### Required tasks
1 > In the passage on tourism in India, why is it a problem to treat tourism as one single activity called "going on holiday"? Answer in one to three sentences.
2 > Continue the passage on tourism in India, starting after its final sentence.

-- Passage provided follows --

When millions of visitors converge on a finite set of destinations every year, the mathematics of sustainability becomes brutally simple: the more people who come, the faster the thing they came to see disappears. It is a paradox that every tourism board knows, and that very few have found the courage to address head-on.
The Many Faces of Tourism: More Than Just "Going on Holiday"
Part of the problem with how India approaches tourism is that we have historically treated it as a monolith — a single, undifferentiated activity called "going on holiday." But modern tourism is a vastly more nuanced phenomenon, and understanding its different dimensions is essential to managing it responsibly.
Eco-Tourism
Experiencing the beauty of forests and nature without exploiting them. Kerala's Ranipuram is a masterclass — sustainable development that protects the environment, supports local communities, and still welcomes visitors. This is what responsible tourism in India can look like at its best.
Medical Tourism
International visitors coming to India for world-class modern treatment, traditional Ayurvedic therapies, and wellness programs. India's medical tourism is a multi-billion dollar sector, offering care at a fraction of Western costs.
Rural Tourism
Immersing in village life, traditional agriculture, local cuisine, and folk culture. When done well, rural tourism distributes economic benefits directly to the communities who need it most, bypassing urban middlemen entirely.
Religious Tourism
The modernisation of ancient pilgrimage circuits — from the Kashi Vishwanath Corridor to the newly developed Ayodhya — brings infrastructure upgrades while raising urgent questions about the commercialisation of sacred spaces.
Each of these tourism typologies carries its own set of promises and pitfalls. Eco-tourism, for instance, sounds virtuous by definition — but poorly managed eco-tourism can be just as destructive as any other kind, as the story of the Joida waterfall will shortly make painfully clear. Medical tourism brings foreign exchange without environmental impact, but requires robust regulation of healthcare quality. Religious tourism, in its modern avatar, often struggles to balance the needs of genuine pilgrims with the Instagram-driven curiosity of casual visitors.
The question is not which type of tourism India should pursue. The question is how India can create the systems, the governance, and — crucially — the cultural norms that allow all of these forms of tourism to coexist with the natural and cultural ecosystems they depend upon.

-- Passage provided concluded --
-- Provided information follows --

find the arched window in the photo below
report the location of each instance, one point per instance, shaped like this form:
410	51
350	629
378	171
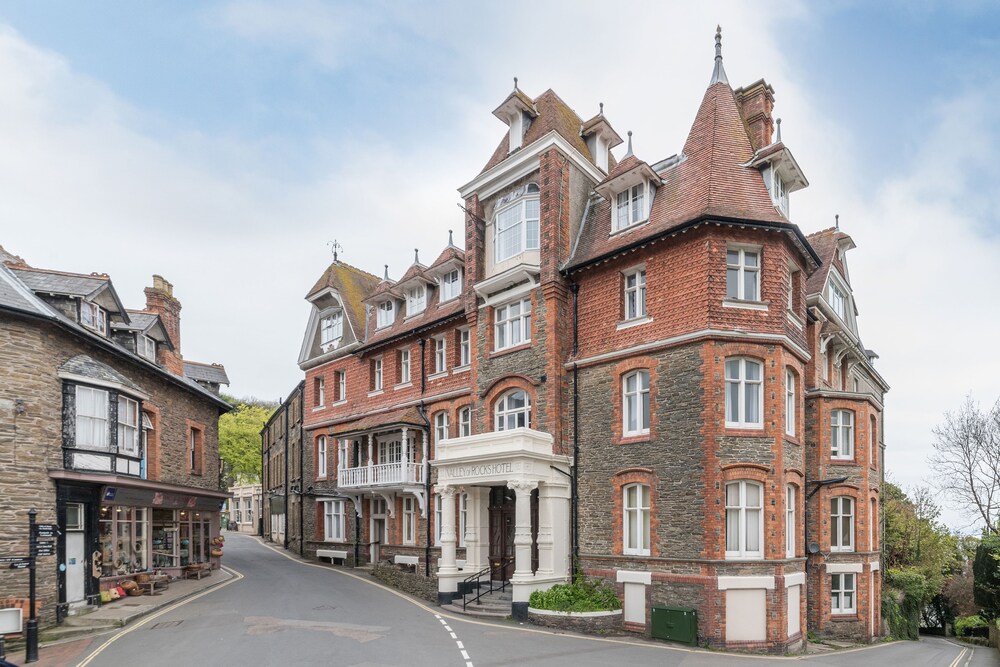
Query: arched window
744	393
842	434
744	520
635	403
635	523
841	524
516	223
513	410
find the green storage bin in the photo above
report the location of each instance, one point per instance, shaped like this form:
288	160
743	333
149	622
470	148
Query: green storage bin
676	624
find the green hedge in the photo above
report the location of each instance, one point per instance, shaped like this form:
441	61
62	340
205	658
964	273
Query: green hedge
584	595
902	601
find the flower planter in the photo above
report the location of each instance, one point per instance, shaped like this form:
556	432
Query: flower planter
586	622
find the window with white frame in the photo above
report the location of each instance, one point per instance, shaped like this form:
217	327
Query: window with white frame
512	324
416	300
386	313
92	316
842	524
128	426
743	274
513	410
635	294
342	454
404	366
464	347
635	523
451	285
440	426
438	518
631	206
321	456
409	520
744	393
789	521
331	328
516	226
463	517
842	434
91	418
145	347
789	402
635	403
440	354
464	422
843	586
744	520
333	520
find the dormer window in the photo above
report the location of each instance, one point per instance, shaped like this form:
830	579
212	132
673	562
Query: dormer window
386	313
416	300
451	285
145	347
331	329
92	317
517	218
631	206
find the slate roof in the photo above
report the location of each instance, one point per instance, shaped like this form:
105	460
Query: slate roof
85	366
553	114
708	180
199	372
353	284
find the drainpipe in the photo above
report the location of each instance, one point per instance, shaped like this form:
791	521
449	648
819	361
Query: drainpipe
422	411
574	288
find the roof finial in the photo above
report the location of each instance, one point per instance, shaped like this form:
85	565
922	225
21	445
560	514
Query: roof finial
719	74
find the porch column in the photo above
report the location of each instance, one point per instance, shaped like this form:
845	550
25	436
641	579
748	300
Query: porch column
448	574
522	547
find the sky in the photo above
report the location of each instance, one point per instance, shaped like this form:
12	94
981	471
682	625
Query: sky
224	144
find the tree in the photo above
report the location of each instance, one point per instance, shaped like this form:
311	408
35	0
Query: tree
966	461
239	439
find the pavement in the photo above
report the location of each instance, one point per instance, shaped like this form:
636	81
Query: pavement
61	645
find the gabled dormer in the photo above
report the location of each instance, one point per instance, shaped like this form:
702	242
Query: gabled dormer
629	188
600	138
517	111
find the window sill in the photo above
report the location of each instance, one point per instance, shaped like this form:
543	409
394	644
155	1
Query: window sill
745	304
508	350
634	322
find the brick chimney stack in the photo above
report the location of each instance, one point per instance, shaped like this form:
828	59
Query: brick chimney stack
160	300
756	104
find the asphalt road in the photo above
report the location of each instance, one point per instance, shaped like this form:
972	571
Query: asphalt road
285	612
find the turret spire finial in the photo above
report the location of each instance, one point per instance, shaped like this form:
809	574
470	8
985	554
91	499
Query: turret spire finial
719	74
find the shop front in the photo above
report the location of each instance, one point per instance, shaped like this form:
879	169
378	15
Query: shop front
518	511
114	528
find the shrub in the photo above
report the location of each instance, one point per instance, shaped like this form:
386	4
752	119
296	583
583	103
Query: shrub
972	626
584	595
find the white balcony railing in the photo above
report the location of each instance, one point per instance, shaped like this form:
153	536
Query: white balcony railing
383	474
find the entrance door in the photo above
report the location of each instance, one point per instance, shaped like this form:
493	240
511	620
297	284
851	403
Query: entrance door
75	567
501	533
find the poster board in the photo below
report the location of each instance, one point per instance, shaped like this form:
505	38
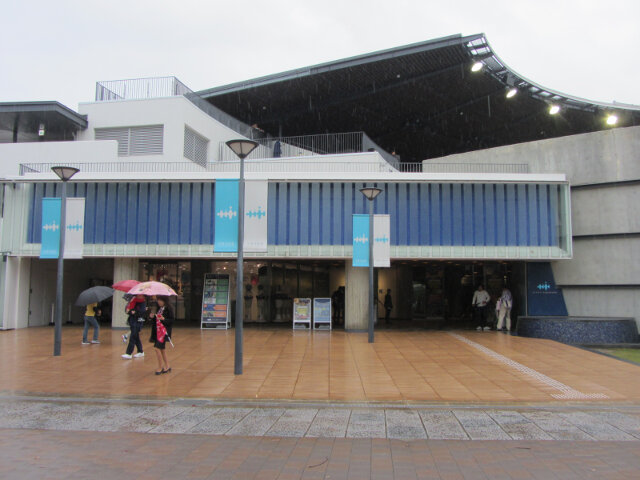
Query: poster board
322	314
215	302
302	313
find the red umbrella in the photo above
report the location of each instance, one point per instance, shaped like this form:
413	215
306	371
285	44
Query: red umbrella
125	285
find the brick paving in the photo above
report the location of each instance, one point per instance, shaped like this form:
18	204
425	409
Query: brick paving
42	454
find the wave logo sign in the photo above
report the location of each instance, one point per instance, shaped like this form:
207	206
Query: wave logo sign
545	286
51	227
259	213
76	226
361	239
229	214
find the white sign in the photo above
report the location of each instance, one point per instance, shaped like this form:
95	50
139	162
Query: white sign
255	215
74	232
381	241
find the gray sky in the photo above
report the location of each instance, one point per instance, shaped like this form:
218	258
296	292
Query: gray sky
57	50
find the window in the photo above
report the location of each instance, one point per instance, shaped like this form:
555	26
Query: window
195	146
143	140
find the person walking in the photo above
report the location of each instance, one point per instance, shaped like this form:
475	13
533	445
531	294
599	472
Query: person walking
503	308
388	306
136	309
161	333
90	319
479	303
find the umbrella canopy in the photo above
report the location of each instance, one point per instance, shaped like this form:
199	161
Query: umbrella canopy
125	285
152	288
94	295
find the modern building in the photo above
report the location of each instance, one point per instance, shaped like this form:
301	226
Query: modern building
487	178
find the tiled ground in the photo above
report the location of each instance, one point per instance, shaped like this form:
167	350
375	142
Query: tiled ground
27	454
418	367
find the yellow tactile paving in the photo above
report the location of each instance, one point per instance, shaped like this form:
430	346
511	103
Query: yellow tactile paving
281	364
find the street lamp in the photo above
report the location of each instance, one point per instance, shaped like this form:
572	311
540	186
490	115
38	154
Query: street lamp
371	193
242	148
65	174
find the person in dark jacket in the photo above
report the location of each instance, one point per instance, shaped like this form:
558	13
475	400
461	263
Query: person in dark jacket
136	309
161	333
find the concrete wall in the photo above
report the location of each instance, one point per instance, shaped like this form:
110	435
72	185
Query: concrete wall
603	278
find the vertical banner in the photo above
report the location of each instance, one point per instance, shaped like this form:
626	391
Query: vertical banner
255	216
74	234
360	240
226	216
50	243
381	242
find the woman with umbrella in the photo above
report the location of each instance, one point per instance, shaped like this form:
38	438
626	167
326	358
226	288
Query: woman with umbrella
161	333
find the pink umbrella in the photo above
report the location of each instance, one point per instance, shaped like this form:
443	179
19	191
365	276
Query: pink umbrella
125	285
152	288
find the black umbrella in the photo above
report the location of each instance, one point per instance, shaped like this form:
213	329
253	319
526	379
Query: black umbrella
94	295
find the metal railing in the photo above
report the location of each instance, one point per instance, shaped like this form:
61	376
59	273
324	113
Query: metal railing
140	88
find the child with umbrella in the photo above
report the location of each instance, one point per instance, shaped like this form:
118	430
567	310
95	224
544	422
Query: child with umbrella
161	333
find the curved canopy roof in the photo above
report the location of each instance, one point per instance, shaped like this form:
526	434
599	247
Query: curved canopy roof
421	101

-- Provided information concluded --

### Task-by-task outputs
1 > Modern tourism is far more varied than that one label suggests. Understanding its different kinds is essential to managing it responsibly.

2 >
The Bollywood Effect: When Cinema Becomes a Wrecking Ball
There is a peculiar, devastating phenomenon at work in Indian tourism that has no precise parallel anywhere else in the world. Call it the Bollywood Effect. A film is shot in a beautiful location. The film releases. The location goes viral. Hundreds of thousands of people descend upon it within months, armed with selfie sticks, plastic bags, and absolutely no understanding of or respect for what makes the place special. And within a few years, the very thing the film celebrated is gone — crushed under the weight of its own fame.
This is not an exaggeration. It is a documented, recurring pattern across India. And its victims are some of the most extraordinary natural wonders our country possesses.
Before 2013, Dudhsagar Falls was beloved but manageable — a majestic cascade on the Goa-Karnataka border, accessible by train and adored by serious trekkers and nature photographers. Then came Chennai Express, starring Shah Rukh Khan and Deepika Padukone, directed by Rohit Shetty. The film's breathtaking sequences shot against the backdrop of Dudhsagar's misty curtain of white water created a sensation.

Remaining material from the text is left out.